WHAT IS EXPECTED:
Retype the data below without altering anything.

MATERIAL SUPPLIED:
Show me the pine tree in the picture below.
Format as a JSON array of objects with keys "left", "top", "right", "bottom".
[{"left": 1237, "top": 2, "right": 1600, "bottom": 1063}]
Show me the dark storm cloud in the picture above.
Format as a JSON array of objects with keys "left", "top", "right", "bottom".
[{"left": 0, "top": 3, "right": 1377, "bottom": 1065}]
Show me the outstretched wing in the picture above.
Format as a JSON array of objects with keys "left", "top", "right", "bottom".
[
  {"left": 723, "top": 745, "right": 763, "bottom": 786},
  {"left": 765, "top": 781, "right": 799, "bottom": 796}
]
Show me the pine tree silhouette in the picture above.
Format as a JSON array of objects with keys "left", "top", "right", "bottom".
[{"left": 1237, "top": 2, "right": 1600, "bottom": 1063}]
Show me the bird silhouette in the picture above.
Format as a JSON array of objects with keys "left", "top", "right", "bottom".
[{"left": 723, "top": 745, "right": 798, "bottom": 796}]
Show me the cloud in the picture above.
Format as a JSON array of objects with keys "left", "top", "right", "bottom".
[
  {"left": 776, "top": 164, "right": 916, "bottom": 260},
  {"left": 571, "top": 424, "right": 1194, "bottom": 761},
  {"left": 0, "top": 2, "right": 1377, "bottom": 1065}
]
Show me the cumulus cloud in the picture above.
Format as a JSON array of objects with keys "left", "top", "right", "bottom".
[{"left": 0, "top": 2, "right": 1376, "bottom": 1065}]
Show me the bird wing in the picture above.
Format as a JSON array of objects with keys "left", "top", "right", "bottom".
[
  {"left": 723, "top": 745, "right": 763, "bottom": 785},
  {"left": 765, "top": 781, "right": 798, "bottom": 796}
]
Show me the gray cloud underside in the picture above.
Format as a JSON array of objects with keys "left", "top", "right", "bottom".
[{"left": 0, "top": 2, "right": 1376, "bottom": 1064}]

TASK RESULT:
Show me the pine tree in the picture below.
Format as a JSON array of objects with keys "left", "top", "right", "bottom".
[{"left": 1237, "top": 2, "right": 1600, "bottom": 1063}]
Show me the dark storm cloud in the picture above.
Format as a JSON array of objects with keys "left", "top", "right", "bottom".
[{"left": 0, "top": 3, "right": 1377, "bottom": 1065}]
Show me the outstretched wing in the picture above.
Format as a JSON array of objects with keys "left", "top", "right", "bottom".
[
  {"left": 723, "top": 745, "right": 763, "bottom": 786},
  {"left": 765, "top": 781, "right": 799, "bottom": 796}
]
Show me the pine tree silhouette in the picture above.
Format as a JSON array of objects with keys "left", "top", "right", "bottom".
[{"left": 1237, "top": 2, "right": 1600, "bottom": 1063}]
Show me the bird silhouette in the picture above.
Format as a JSON array of objects with keys "left", "top", "right", "bottom".
[{"left": 723, "top": 745, "right": 798, "bottom": 796}]
Show me the cloud in the picture above.
Format as a JSON array of objects with keys "left", "top", "right", "bottom".
[
  {"left": 776, "top": 164, "right": 916, "bottom": 260},
  {"left": 571, "top": 424, "right": 1194, "bottom": 761},
  {"left": 0, "top": 2, "right": 1377, "bottom": 1065}
]
Show me the cumulus cloud in the picture above.
Format as a JSON array of objects with keys "left", "top", "right", "bottom".
[{"left": 0, "top": 2, "right": 1376, "bottom": 1065}]
Show me the bird wing in the picture above.
Format as a JSON array of objects with keys "left", "top", "right", "bottom".
[
  {"left": 723, "top": 745, "right": 763, "bottom": 785},
  {"left": 765, "top": 781, "right": 798, "bottom": 796}
]
Show me the gray cloud underside in the picture above.
Format as a JSON array of objects with keys "left", "top", "right", "bottom".
[{"left": 0, "top": 2, "right": 1376, "bottom": 1064}]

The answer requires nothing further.